> [WORK TO BE COMPLETED]: Would you please output all the records exactly as given? Pictures should not appear in the copy.

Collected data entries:
#####

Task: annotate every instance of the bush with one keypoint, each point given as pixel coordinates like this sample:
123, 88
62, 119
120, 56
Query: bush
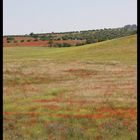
22, 41
66, 45
28, 40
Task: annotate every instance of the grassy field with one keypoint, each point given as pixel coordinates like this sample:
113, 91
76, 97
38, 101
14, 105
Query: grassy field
76, 93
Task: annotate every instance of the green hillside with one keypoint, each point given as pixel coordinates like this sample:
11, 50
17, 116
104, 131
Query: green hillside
122, 49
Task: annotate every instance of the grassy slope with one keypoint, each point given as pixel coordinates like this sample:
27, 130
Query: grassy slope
88, 92
112, 50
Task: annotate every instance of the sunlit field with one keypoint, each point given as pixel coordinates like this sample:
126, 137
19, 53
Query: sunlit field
73, 93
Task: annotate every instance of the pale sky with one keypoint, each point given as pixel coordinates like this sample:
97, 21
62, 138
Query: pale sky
42, 16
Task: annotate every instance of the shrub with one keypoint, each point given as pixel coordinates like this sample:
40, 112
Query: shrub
66, 45
28, 40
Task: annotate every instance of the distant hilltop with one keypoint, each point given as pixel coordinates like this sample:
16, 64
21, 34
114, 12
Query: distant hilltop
67, 39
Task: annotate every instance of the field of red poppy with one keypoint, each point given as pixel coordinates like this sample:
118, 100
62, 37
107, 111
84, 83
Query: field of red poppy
75, 93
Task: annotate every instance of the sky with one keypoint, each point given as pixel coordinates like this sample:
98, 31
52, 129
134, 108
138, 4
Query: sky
44, 16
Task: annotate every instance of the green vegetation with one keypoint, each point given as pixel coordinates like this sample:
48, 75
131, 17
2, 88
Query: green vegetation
71, 93
84, 37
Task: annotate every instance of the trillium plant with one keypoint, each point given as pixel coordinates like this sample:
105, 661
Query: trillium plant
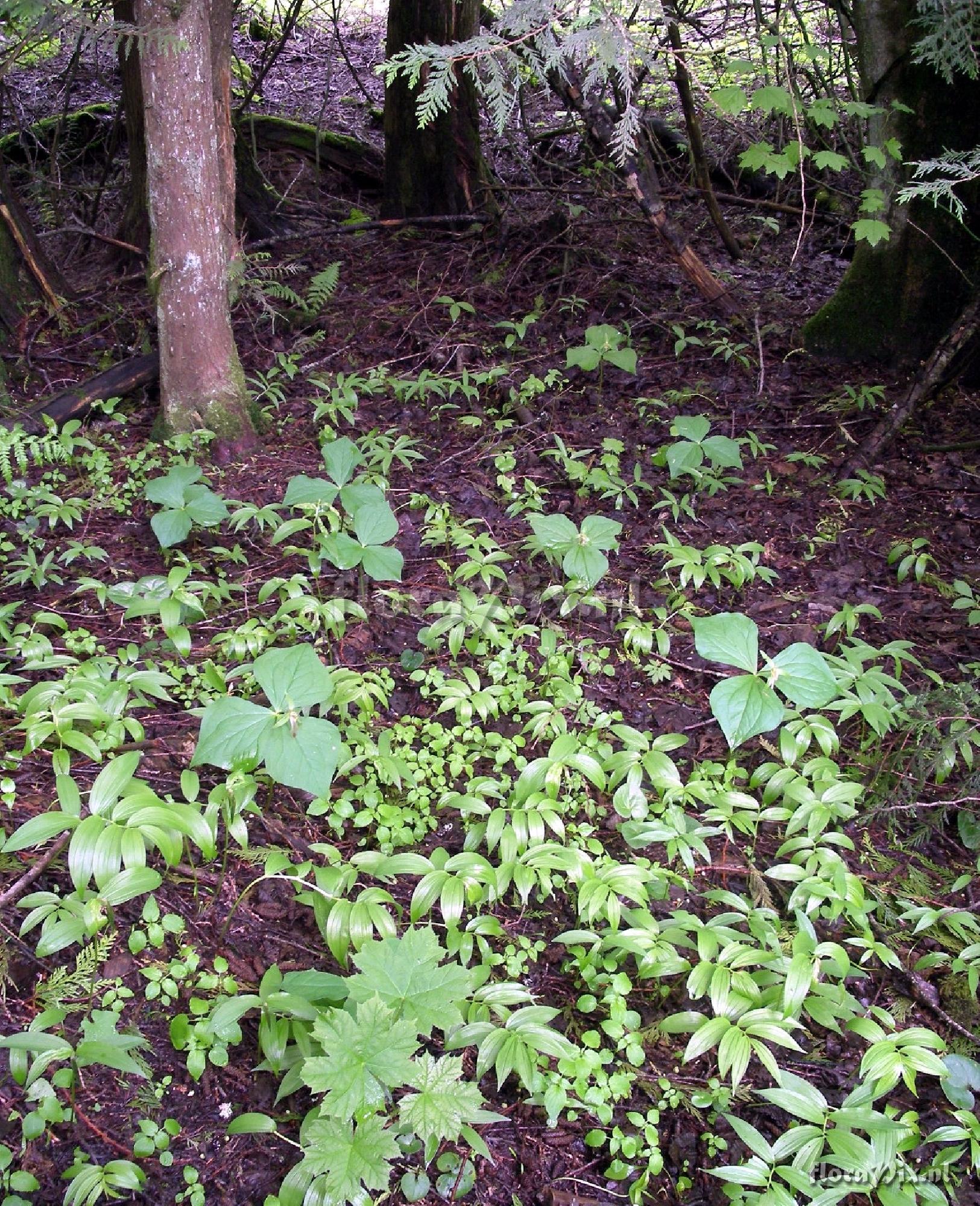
299, 751
747, 705
582, 552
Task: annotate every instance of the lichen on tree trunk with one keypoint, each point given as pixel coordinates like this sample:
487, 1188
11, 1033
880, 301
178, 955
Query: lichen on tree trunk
438, 169
202, 382
898, 298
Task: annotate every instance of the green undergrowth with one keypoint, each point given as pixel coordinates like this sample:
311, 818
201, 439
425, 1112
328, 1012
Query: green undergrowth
510, 892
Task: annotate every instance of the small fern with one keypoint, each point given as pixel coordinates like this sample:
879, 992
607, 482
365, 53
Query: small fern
21, 452
75, 990
323, 288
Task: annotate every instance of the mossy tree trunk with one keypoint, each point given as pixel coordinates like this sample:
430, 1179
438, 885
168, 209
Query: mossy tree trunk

#####

> [THE ANSWER]:
Task: annotate every instance of the bush with one keypoint, each point given as pixel coordinates like this sample:
123, 88
62, 119
120, 56
Query: bush
22, 41
66, 45
28, 40
Task: annotate every instance of the grassy field with one keypoint, each point given as pixel coordinates like this sample:
113, 91
76, 97
38, 101
14, 105
Query: grassy field
76, 93
Task: annotate every instance of the green hillside with one keypoint, each point given as pixel coordinates like this sample:
11, 50
17, 116
104, 131
Query: green hillside
122, 49
Task: annotate every instance of the grassy slope with one keypoint, each point given as pixel coordinates like this sample:
27, 130
Query: grassy slope
88, 92
112, 50
Task: annotate every instance of the sunlit field with one keypoint, each point given as pixel coordinates like this sample:
126, 137
19, 53
Query: sunlit field
73, 93
Task: annotate every instance of the pale sky with one keypoint, each point given as pixel coordinates like this sample:
97, 21
62, 138
Query: pale sky
42, 16
Task: annotate every instance of the shrub with one keypoint, each point given as pixel coordinates like this sample:
40, 112
Query: shrub
66, 45
28, 40
Task: annotate every instance of the distant hilltop with one keypoint, each point given as pixel coordinates like this sample:
16, 64
21, 34
114, 12
Query: distant hilltop
67, 39
Task: annotate every instance of the field of red poppy with one keypoint, each point given as pixel coordinates like this sample:
118, 100
62, 37
107, 111
84, 83
Query: field of red poppy
75, 93
Task: annotate every instance of the sky with one keypoint, each point given as pixel coordinates like this sample:
98, 31
52, 129
134, 108
138, 4
Query: sky
44, 16
Task: annotate every instance of the green vegetation with one keypoint, each point given as pixel coordinates like this sample:
48, 75
131, 17
2, 88
Query: green vegetation
71, 93
84, 37
Task: annotate every instance of the trillium plant with one keypoint, each point given as pixel coordinates like this sample:
105, 661
Query: trillium plant
299, 751
747, 705
582, 552
Task: annotate every instance of the lichen on tree trunk with one keypoint, each point given as pixel coordinates like this sample:
487, 1188
11, 1033
880, 301
178, 955
Query: lichen on tree trunk
438, 169
202, 382
898, 298
Task: annotate every instance of the green undergrowth with one keypoint, each point given as pixel coordinates like this sample:
311, 818
201, 439
425, 1112
328, 1012
Query: green undergrowth
510, 892
Task: annotate every instance of the small fern with one keypoint, each point given as pixel coordinates like this sample:
879, 992
607, 482
365, 53
Query: small fern
21, 452
75, 990
323, 288
Task: annotate every instance of the mossy tree trunk with one keypoint, each point given as pixel coordinates like this sample:
430, 1179
438, 885
168, 209
Query: mossy tree trunk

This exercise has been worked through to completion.